### Goal of the exercise
Your task is to give the data again, exactly, with every line intact.
^^^^^^^^^^^^^^^^
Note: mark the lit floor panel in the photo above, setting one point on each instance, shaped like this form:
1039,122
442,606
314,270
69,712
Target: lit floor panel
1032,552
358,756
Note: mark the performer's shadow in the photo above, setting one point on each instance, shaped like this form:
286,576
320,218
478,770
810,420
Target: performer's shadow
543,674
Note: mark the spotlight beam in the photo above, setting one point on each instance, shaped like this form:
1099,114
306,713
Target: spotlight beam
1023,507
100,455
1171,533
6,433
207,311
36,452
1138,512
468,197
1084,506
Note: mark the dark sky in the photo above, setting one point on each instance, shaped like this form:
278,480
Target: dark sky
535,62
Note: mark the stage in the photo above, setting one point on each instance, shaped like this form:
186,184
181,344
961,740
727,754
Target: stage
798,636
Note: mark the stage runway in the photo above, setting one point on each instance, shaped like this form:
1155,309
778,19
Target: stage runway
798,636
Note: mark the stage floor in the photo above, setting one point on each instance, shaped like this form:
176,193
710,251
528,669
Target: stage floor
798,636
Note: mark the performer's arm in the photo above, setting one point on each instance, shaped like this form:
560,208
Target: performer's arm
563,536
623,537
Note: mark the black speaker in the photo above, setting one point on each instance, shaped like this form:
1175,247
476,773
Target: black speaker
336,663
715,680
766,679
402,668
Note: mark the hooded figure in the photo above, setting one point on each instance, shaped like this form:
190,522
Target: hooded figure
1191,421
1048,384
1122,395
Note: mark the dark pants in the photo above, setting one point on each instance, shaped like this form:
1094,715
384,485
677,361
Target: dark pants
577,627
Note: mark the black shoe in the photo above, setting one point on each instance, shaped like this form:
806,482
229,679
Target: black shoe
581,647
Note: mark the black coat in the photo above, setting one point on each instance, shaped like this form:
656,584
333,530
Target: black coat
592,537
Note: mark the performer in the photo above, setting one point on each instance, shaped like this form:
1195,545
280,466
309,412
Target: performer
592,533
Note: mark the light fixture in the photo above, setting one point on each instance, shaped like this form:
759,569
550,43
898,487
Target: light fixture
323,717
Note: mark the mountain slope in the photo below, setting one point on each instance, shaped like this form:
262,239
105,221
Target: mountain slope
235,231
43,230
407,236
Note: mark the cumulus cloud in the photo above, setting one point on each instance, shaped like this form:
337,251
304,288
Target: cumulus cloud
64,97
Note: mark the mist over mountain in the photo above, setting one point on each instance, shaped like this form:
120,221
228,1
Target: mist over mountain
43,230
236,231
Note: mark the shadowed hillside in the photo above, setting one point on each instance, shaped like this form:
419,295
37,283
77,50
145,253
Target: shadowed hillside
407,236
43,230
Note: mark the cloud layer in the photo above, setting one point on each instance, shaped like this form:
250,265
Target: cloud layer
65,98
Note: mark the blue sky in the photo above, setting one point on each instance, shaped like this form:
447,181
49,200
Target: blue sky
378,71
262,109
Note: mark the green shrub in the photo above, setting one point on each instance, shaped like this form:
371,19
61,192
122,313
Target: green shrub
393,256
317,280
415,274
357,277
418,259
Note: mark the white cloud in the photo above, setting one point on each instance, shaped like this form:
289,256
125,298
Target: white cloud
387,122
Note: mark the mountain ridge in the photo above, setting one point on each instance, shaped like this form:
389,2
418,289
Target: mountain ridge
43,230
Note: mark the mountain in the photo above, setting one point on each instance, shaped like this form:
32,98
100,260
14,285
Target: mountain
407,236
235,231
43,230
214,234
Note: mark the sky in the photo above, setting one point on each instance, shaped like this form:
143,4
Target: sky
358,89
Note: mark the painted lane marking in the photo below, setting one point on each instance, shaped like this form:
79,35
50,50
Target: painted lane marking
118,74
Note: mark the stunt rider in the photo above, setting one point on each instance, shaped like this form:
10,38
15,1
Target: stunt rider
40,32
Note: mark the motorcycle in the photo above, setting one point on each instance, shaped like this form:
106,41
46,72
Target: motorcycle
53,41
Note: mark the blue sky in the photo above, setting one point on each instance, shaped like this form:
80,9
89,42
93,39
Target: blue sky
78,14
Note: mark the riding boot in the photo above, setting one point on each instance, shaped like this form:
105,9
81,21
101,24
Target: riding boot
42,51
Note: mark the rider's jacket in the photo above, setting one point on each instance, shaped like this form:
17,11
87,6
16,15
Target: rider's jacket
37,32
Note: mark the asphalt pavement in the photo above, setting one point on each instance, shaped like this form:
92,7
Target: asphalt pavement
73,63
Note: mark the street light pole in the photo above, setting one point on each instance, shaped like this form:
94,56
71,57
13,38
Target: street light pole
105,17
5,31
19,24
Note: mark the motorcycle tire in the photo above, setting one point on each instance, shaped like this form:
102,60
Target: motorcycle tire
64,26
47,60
^^^^^^^^^^^^^^^^
### Exercise output
Note: mark the lit floor panel in the photo above, setting one point on each instance, shaped like this form:
1039,122
442,606
314,270
69,712
Target: lit floor panel
1032,552
358,756
Note: mark the performer's shadow in the photo above, setting one point on each instance, shaped like this form:
286,576
320,218
478,770
810,420
Target: performer's shadow
543,674
Note: mark the spotlight beam in the photo above, setting one point on each instance, shaped like this form:
1099,114
306,713
Target: spotlight beam
1023,507
100,455
1171,533
6,433
207,311
36,452
1138,512
468,197
1084,506
Note: mark the dark sky in the photo above, setting one point on each instance, shaped like this form:
278,480
Target: dark sky
535,62
Note: mark the stage in the photo above, setting one point on each instance, shaped like this form:
186,184
181,344
961,740
727,754
Target: stage
798,636
Note: mark the stage runway in the photo above, setting one point on each instance, shaped like this form:
1155,309
778,19
Target: stage runway
798,636
Note: mark the stage floor in the photo above, setting one point on each instance, shaped like this form:
176,193
710,251
528,669
Target: stage floor
798,636
Note: mark the performer's arm in the photo above, setting one point on each instance, shaped like this form:
560,208
Target: performer's arm
563,536
623,537
Note: mark the black speaker in the photo above, setting one point on each instance, shaped like this form:
1175,247
476,773
Target: black speaker
336,663
715,680
766,679
402,668
Note: mark the hooded figure in the photo above, setting one point on each instance, shaped like this form:
190,522
Target: hooded figure
1191,421
1048,384
1122,395
Note: mark the dark pants in the photo above, setting one point on each instance, shaped like this form:
1094,715
384,485
677,361
Target: dark pants
577,627
Note: mark the black shoe in the photo above, setting one point on each instance, shaped like this form:
806,482
229,679
Target: black shoe
581,647
Note: mark the black coat in the photo above, setting one point on each instance, shaped like this form:
656,584
333,530
Target: black coat
592,537
Note: mark the performer in the photo above, setting one point on each instance, shaped like this form:
1195,545
280,466
309,412
Target: performer
592,533
Note: mark the light fixture in the photo above, setting one point on each instance, shaped like this form:
759,569
550,43
898,487
Target: light fixture
323,717
Note: mark the mountain slope in the photo below, setting one point on each instance, shaped like this form:
262,239
105,221
Target: mountain slope
235,231
43,230
407,236
Note: mark the cumulus cloud in the photo above, setting one point on each instance, shaped like this form:
337,251
304,288
Target: cumulus cloud
64,97
Note: mark the mist over mountain in the photo above, setting one point on each instance, shaped like this form:
120,221
228,1
Target: mist over mountain
43,230
236,231
Note: mark the shadowed hillside in the photo above, setting one point on each instance, shaped like this form:
419,295
37,283
77,50
145,253
Target: shadowed hillside
407,236
43,230
Note: mark the cloud layer in the photo above, setting one point on each instance, shaped like this form:
250,265
Target: cloud layer
65,98
Note: mark the blue sky in the photo above, setting one point on each instance, shaped like this form:
447,181
49,200
Target: blue sky
378,71
262,109
Note: mark the green shrub in the photo above, setting one point on each instance, shaped like this form:
371,19
61,192
122,313
Target: green shrub
393,256
317,280
415,274
357,277
418,259
Note: mark the white cloud in the photo above, setting one point on each instance, shaped like this form:
289,256
125,298
Target: white cloud
387,122
Note: mark the mountain ridge in the photo above, setting one point on each instance, shaped like this form:
389,2
418,289
Target: mountain ridge
43,230
Note: mark the mountain in the photo above, setting one point on each instance, shaped like this form:
32,98
100,260
14,285
Target: mountain
407,236
235,231
43,230
214,234
Note: mark the sky in the photo above, setting one point on each instance, shaped like this form:
143,4
Target: sky
358,89
Note: mark the painted lane marking in the photo below, setting one point on each instance, shaped like this form:
79,35
50,50
Target: painted lane marking
118,74
Note: mark the stunt rider in the photo above, setting one point on each instance, shaped like this form:
10,38
15,1
Target: stunt rider
40,32
Note: mark the motorcycle in the photo above, setting one point on each instance, shaped like this form:
106,41
46,72
Target: motorcycle
53,41
Note: mark the blue sky in the photo above, setting one point on each instance, shaped like this form:
80,9
89,42
93,39
Target: blue sky
78,14
Note: mark the riding boot in the photo above, setting one point on each instance, shaped like this form:
105,9
81,21
101,24
Target: riding boot
42,51
Note: mark the rider's jacket in the photo above, setting one point on each instance, shaped like this form:
17,11
87,6
16,15
Target: rider's jacket
37,32
Note: mark the asphalt pavement in the photo above, setting one point on each instance, shaped like this form:
92,7
Target: asphalt pavement
73,63
Note: mark the street light pole in the photo above, setting one point on each instance, shaped like this form:
94,56
71,57
13,38
Target: street light pole
105,17
5,31
19,24
Note: mark the motorcycle tire in the photo above, setting one point on each instance, shaped like this form:
102,60
Target: motorcycle tire
64,26
47,60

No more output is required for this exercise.